Raw rows
************
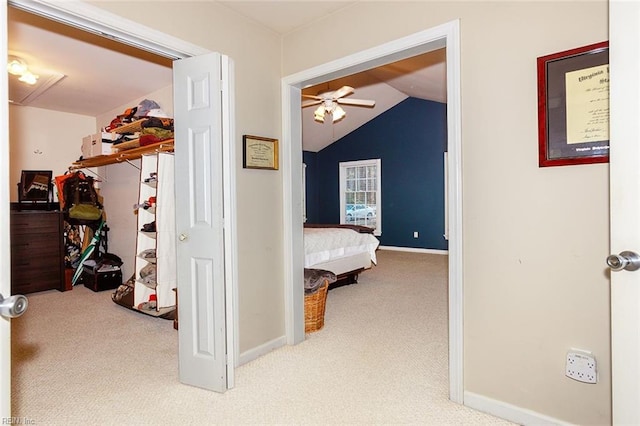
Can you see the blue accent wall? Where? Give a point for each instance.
(410, 140)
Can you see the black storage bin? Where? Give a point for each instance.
(101, 280)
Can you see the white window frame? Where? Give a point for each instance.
(343, 176)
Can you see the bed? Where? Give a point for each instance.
(345, 250)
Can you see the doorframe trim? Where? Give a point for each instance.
(445, 35)
(99, 21)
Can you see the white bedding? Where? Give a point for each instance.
(326, 244)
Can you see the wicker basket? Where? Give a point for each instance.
(314, 305)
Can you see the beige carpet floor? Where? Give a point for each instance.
(80, 359)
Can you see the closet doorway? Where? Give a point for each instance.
(146, 39)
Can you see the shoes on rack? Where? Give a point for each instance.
(153, 177)
(151, 305)
(149, 227)
(149, 255)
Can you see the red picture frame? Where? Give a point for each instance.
(573, 121)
************
• Objective
Quote the rows word for word, from the line containing "Can you see the white bedding?" through the final line of the rows.

• Answer to the task
Can you see the white bedding? Where? Give a point for each instance.
(326, 244)
Can you see the wicker basket? Where? Give a point for each instance.
(314, 305)
Can you see the beige carpet floor? Where? Give a point for each instance.
(80, 359)
Can you see the closet doorway? Where? Give a point for each instance.
(146, 39)
Can you see the shoes on rack? Where? Give a point for each instance.
(153, 177)
(151, 305)
(149, 227)
(149, 255)
Can you see the red picture frame? Where? Give a point for each instance.
(573, 121)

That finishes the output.